(Location labeling entries)
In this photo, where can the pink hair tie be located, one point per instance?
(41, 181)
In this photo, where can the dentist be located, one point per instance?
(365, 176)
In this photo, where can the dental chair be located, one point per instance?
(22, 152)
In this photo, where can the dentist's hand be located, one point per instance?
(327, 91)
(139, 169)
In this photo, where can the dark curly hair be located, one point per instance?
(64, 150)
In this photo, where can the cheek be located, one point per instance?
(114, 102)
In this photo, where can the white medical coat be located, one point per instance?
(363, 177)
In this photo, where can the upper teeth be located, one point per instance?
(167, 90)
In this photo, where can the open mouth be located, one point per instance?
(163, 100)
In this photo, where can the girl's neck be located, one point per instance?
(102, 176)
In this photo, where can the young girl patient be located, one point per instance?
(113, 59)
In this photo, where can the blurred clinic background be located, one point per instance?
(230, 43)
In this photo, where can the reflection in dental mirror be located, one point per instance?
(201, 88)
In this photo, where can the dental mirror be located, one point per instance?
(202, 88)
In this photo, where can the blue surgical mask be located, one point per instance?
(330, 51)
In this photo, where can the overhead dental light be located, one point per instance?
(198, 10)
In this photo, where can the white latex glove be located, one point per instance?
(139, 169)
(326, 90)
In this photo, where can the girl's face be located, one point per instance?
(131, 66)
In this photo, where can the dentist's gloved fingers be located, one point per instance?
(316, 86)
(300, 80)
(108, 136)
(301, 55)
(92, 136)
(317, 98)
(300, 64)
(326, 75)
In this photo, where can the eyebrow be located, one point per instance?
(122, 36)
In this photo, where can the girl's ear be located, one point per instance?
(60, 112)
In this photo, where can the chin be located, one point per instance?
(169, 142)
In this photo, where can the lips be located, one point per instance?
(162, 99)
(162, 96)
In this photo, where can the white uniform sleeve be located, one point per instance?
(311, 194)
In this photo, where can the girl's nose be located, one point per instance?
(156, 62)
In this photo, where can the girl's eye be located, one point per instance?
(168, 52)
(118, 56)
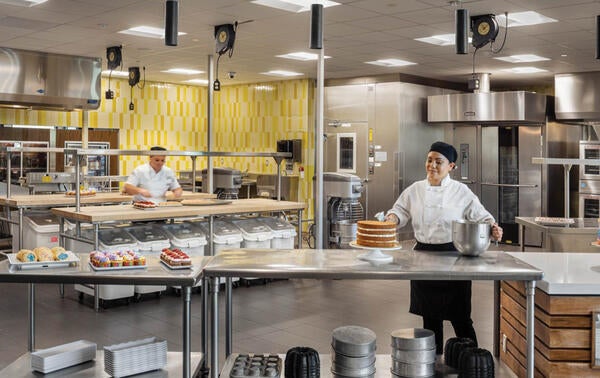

Aim:
Please rewrite the entries above, swapping "one point per instance" for "one point for each instance" wherever it occurs and keeping everything else the same. Leave the pictures out of your answer.

The answer:
In this photo, where can the pink hair tie be located, one point for each instance?
(41, 181)
In this photo, where can the dentist be located, one point for each instance?
(365, 176)
In this photo, where can the dental chair be located, one point for each instance?
(22, 152)
In this photo, where can the dentist's hand be located, one point for each instance?
(327, 91)
(139, 169)
In this photo, where can the dark curly hair be located, one point for each instance?
(64, 150)
In this photo, where can the cheek be located, one point for each instance?
(114, 102)
In this photo, where can the white medical coat be located, one point for each instance?
(363, 177)
In this photo, where can the upper teeth be located, one point for each instance?
(167, 90)
In this photo, where can the open mouth be located, one point for each instance?
(163, 100)
In this photo, where can the girl's neck be located, one point for each instance?
(102, 176)
In this photo, where can the young girl patient be located, one point for each instance?
(113, 59)
In this photo, where can the blurred clinic background be located, one point for each instance?
(230, 43)
In this photo, where can the reflection in dental mirror be located, one point for each instance?
(201, 88)
In this photo, where can the dental mirror be located, one point for each instance?
(202, 88)
In this photo, where can the blue surgical mask be located, one point for each instance?
(330, 51)
In this photo, where can the overhead dental light be located, one point for each instance?
(198, 10)
In this photo, where can the white latex glove be located, one point for each instance?
(139, 169)
(326, 90)
In this photo, where can the girl's face be located, one point for each instance?
(131, 66)
In this photo, where can the dentist's gloved fingers be located, one point for each instance?
(316, 86)
(300, 80)
(108, 136)
(301, 55)
(92, 136)
(317, 98)
(300, 64)
(326, 75)
In this photo, where can the eyebrow be located, one point for each instance?
(122, 36)
In this photo, where can the girl's ear be located, one point for each instance?
(60, 112)
In this photo, where can the chin be located, one point for each instance?
(169, 142)
In this photo, where can the lips be located, one point for each instance?
(162, 99)
(162, 96)
In this photo, where can the white uniform sleeve be located, one point for each instance?
(311, 194)
In this photo, where can the girl's nose be located, one point for each instance?
(156, 62)
In this photo, where can the girl's eye be located, one point for each instance?
(168, 52)
(118, 56)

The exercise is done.